Photo object pointing records:

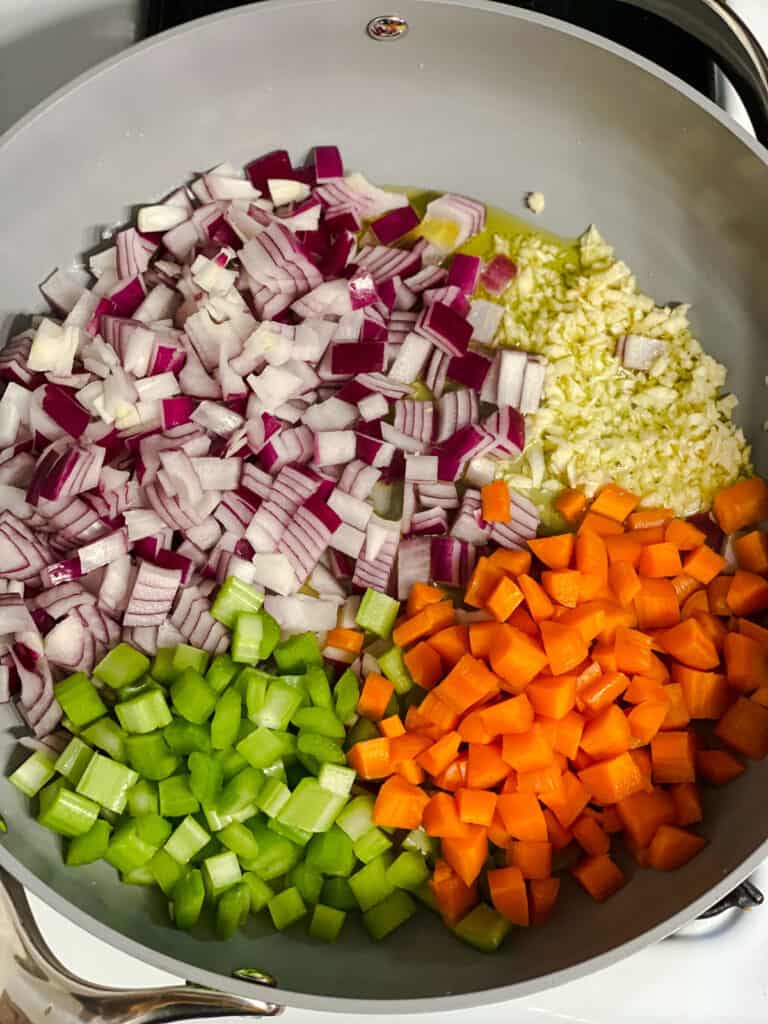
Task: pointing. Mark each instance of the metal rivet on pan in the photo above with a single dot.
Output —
(386, 28)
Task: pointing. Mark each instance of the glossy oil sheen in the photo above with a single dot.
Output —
(476, 98)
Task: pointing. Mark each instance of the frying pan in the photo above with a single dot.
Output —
(475, 97)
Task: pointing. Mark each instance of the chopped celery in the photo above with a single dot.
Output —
(240, 840)
(377, 612)
(338, 893)
(185, 656)
(187, 898)
(122, 666)
(483, 928)
(371, 884)
(162, 665)
(220, 871)
(107, 782)
(220, 673)
(321, 721)
(346, 695)
(175, 798)
(225, 722)
(206, 777)
(127, 850)
(143, 713)
(260, 749)
(142, 799)
(32, 775)
(259, 891)
(232, 909)
(183, 737)
(73, 760)
(308, 881)
(187, 839)
(153, 828)
(108, 736)
(166, 870)
(327, 923)
(80, 699)
(193, 697)
(393, 667)
(235, 597)
(357, 816)
(392, 911)
(89, 847)
(297, 653)
(371, 845)
(240, 792)
(287, 907)
(409, 870)
(331, 853)
(337, 778)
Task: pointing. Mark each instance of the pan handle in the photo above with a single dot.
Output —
(736, 50)
(36, 988)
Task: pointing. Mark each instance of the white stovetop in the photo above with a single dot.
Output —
(714, 974)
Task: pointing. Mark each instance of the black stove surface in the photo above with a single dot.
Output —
(645, 34)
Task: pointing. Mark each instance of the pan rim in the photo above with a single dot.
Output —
(289, 997)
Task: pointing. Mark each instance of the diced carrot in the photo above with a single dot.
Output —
(534, 859)
(741, 505)
(718, 767)
(454, 898)
(687, 803)
(600, 877)
(647, 518)
(522, 816)
(673, 757)
(673, 847)
(468, 682)
(512, 716)
(370, 758)
(611, 780)
(744, 727)
(600, 524)
(570, 504)
(704, 564)
(624, 581)
(496, 502)
(511, 562)
(476, 807)
(344, 639)
(689, 643)
(452, 643)
(707, 693)
(642, 813)
(484, 577)
(752, 551)
(508, 894)
(539, 603)
(645, 720)
(656, 605)
(485, 767)
(504, 598)
(678, 715)
(399, 805)
(745, 663)
(424, 664)
(748, 593)
(553, 696)
(391, 726)
(684, 535)
(516, 657)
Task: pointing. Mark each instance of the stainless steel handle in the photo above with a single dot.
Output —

EXERCISE AIM: Every line above should be repeated exactly; pictures stay out of the copy.

FINISHED EXERCISE:
Task: pointing. Mark each instance of the metal rivet on pan in the photo above with a single dot.
Output —
(386, 28)
Task: pointing. Mark each instance of the glossy oil sheen in the photo above with a single dot.
Output —
(476, 98)
Task: pointing. Mark each instance of the frying pan in the photo above with a single dot.
Output —
(475, 97)
Task: pointing. Mark each instance of the chopped celery in the photo above with a single dot.
Output —
(240, 840)
(377, 612)
(338, 893)
(185, 656)
(187, 898)
(122, 666)
(483, 928)
(371, 884)
(162, 665)
(220, 871)
(107, 782)
(220, 673)
(321, 721)
(346, 695)
(175, 798)
(225, 722)
(206, 777)
(127, 850)
(143, 713)
(260, 749)
(142, 799)
(32, 775)
(259, 891)
(232, 909)
(183, 737)
(73, 760)
(308, 881)
(187, 839)
(153, 828)
(108, 736)
(166, 870)
(327, 923)
(80, 699)
(193, 697)
(393, 667)
(235, 597)
(357, 816)
(392, 911)
(89, 847)
(297, 653)
(371, 845)
(240, 792)
(287, 907)
(409, 870)
(331, 853)
(337, 778)
Task: pointing. Mark each instance of the pan handle in the photo above with a single dot.
Output —
(736, 50)
(36, 988)
Task: pointing. Mark each instance of the white stovetop in the photo above with a single dot.
Output —
(714, 974)
Task: pointing. Mark each instance of the black stove surface in the photo above with a single dot.
Output —
(645, 34)
Task: pointing. Mark each instance of the pan rim in the photo above with a single dot.
Output —
(289, 997)
Task: pointing. Mark each instance of the diced carrot in the photo above with a single dot.
Output —
(534, 859)
(741, 505)
(718, 767)
(454, 898)
(687, 803)
(600, 877)
(647, 518)
(522, 816)
(673, 757)
(673, 847)
(468, 682)
(512, 716)
(370, 758)
(611, 780)
(744, 727)
(600, 524)
(570, 504)
(704, 564)
(624, 581)
(496, 502)
(511, 562)
(476, 807)
(344, 639)
(689, 643)
(452, 643)
(707, 693)
(642, 813)
(484, 577)
(752, 551)
(508, 894)
(539, 603)
(645, 720)
(656, 605)
(485, 767)
(504, 598)
(678, 715)
(399, 805)
(745, 663)
(424, 664)
(748, 593)
(553, 696)
(391, 726)
(684, 535)
(516, 657)
Task: pointing. Mark each instance of the stainless steel handle in the photo above with a single dot.
Output —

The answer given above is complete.